Énoncé a:
Recopiez fidèlement le passage de l'extrait du document qui commence aux mots « Toutes deux portent » et s'arrête après « des préférences ordinaires. ».

Extrait du document:
***
Il est clair que la fille de droite, avec son chapeau d’homme, son habit d’écuyère et son chien sous la table, a l’ascendant sur la blondinette, qui se penche en avant pour boire ses paroles.
Les tableaux coupés
De quoi parlent-elles ? Les trois tableaux coupés nous en donnent quelques indices :
- sur le premier, des escarpins quittent le sol face à des bottes : sans doute s’agit-il du rêve de la blonde – un homme fort qui la soulève ;
- sur le tableau du centre, des sabots sous une robe : peut être ce que la brune reproche à la blonde – des ambitions de paysanne.
- sur le tableau de droite, des jambes d’homme en redingote, des bottes de cavalier, les pattes d’un cheval devant la barrière d’un champ de course : la conception du monde de la brune – miser, cravacher, faire courir.
Seulement deux filles (Just a Couple of Girls)
Harry Wilson Watrous, 1915, Brooklyn Museum, New York
Ce tableau est devenu une icône lesbienne, sans doute non sans quelque fond de vérité : Watrous est connu en effet pour sa prise de position courageuse vis à vis d’une autre revendication de liberté des moeurs, celle du mariage interracial (voir son tableau datant également de 1915 « La goutte sinistre » ou « La goutte de batardise » “The Drop Sinister »: https://ajoconnell.wordpress.com/2010/11/09/the-drop-sinister/)
Deux types de femme
Les oppositions, plus discrètes que dans « Confidence », semblent suivre le même schéma :
- la fille de gauche, celle qui écoute, est vêtue de manière stricte ;
- la fille de droite, qui lit un livre de poèmes (pourquoi pas d’Omar Khayyâm), joue le rôle d’initiatrice, avec une plus d’audace vestimentaire : petit bonnet, chemisier fleuri et transparent ; jupe longue qui est peut-être une chemise de nuit.
Toutes deux portent les cheveux courts et ont renoncé au corset : deux filles très modernes pour 1915.
A noter la prudence de Watrous dans le maniement de ce thème puissamment explosif : la main qui pourrait caresser les cheveux est posée bien sagement à plat. Et impossible de savoir si la lectrice est assise sur la chaise ou à demi allongée sur le sofa, la jambe droite cachée par sa compagne.
Le papier-peint
Les deux iris violet et jaune font peut être allusion à la bannière violet/blanc/jaune des suffragettes, dont le combat battait son plein en 1915. Si les deux fleurs renvoient aux deux filles, l’iris mauve du côté de l’initiatrice semble logique, puisque cette couleur symbolisait l’homosexualité depuis la décennie 1890.
La carpe koï est un symbole de virilité, mais surtout de persévérance, pour ces deux filles qui remontent courageusement le courant des préférences ordinaires.
***
Énoncé b:
Dans les enregistrements, reprenez uniquement les lignes allant de celle qui contient « Each returned marker MUST sit on an instance of the building » jusqu'à celle qui contient « [[327, 376]] » incluse. Remplacez-y « wristband » par « sweatband » sans rien modifier d'autre.

Données affichées:
***
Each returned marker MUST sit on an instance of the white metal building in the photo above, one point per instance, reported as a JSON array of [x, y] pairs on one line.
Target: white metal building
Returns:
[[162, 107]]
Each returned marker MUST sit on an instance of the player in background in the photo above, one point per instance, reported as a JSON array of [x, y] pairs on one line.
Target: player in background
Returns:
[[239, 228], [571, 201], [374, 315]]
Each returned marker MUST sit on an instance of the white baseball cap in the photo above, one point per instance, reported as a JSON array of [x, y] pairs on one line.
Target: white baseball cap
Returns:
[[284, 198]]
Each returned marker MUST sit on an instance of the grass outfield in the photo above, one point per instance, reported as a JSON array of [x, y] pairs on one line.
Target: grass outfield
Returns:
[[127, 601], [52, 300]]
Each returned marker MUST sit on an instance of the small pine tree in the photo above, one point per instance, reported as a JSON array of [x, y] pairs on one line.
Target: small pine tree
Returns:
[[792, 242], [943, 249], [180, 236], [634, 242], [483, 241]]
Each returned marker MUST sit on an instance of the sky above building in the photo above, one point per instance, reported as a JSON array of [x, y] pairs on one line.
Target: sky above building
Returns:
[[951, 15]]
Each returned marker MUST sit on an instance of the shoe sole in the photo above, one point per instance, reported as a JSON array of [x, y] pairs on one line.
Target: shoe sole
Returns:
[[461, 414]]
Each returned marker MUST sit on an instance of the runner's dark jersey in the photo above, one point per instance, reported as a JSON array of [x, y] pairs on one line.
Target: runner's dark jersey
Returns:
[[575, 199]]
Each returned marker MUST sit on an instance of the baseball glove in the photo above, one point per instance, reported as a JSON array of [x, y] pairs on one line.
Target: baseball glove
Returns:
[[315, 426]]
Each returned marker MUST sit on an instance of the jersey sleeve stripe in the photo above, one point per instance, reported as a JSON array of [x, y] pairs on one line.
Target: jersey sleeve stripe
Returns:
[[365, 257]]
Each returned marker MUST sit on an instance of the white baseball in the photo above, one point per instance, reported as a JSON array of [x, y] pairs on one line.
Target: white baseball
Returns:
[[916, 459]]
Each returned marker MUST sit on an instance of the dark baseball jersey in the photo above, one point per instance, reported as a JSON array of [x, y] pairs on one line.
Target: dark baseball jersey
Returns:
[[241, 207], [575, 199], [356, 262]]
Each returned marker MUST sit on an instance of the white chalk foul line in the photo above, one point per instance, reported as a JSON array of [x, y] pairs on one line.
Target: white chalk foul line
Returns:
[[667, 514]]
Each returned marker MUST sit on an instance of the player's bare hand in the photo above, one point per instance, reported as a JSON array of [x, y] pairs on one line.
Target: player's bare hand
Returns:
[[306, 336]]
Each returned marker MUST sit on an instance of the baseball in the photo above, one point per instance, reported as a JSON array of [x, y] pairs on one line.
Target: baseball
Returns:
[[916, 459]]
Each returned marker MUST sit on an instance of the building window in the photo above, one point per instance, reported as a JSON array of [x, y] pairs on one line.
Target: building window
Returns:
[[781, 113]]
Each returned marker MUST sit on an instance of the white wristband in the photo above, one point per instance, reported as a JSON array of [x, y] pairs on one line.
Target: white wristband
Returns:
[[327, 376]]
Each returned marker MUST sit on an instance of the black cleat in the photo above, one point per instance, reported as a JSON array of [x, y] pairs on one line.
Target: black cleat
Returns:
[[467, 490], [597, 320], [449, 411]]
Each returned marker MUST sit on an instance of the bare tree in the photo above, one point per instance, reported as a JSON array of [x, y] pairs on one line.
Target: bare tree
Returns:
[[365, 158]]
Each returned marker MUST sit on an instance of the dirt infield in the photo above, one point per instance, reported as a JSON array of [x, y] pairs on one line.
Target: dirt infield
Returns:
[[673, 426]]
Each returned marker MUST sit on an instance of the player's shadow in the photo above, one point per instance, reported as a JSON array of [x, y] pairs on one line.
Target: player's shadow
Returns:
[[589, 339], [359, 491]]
***
Bonne réponse a:
Toutes deux portent les cheveux courts et ont renoncé au corset : deux filles très modernes pour 1915.
A noter la prudence de Watrous dans le maniement de ce thème puissamment explosif : la main qui pourrait caresser les cheveux est posée bien sagement à plat. Et impossible de savoir si la lectrice est assise sur la chaise ou à demi allongée sur le sofa, la jambe droite cachée par sa compagne.
Le papier-peint
Les deux iris violet et jaune font peut être allusion à la bannière violet/blanc/jaune des suffragettes, dont le combat battait son plein en 1915. Si les deux fleurs renvoient aux deux filles, l’iris mauve du côté de l’initiatrice semble logique, puisque cette couleur symbolisait l’homosexualité depuis la décennie 1890.
La carpe koï est un symbole de virilité, mais surtout de persévérance, pour ces deux filles qui remontent courageusement le courant des préférences ordinaires.

Bonne réponse b:
Each returned marker MUST sit on an instance of the building window in the photo above, one point per instance, reported as a JSON array of [x, y] pairs on one line.
Target: building window
Returns:
[[781, 113]]
Each returned marker MUST sit on an instance of the white sweatband in the photo above, one point per instance, reported as a JSON array of [x, y] pairs on one line.
Target: white sweatband
Returns:
[[327, 376]]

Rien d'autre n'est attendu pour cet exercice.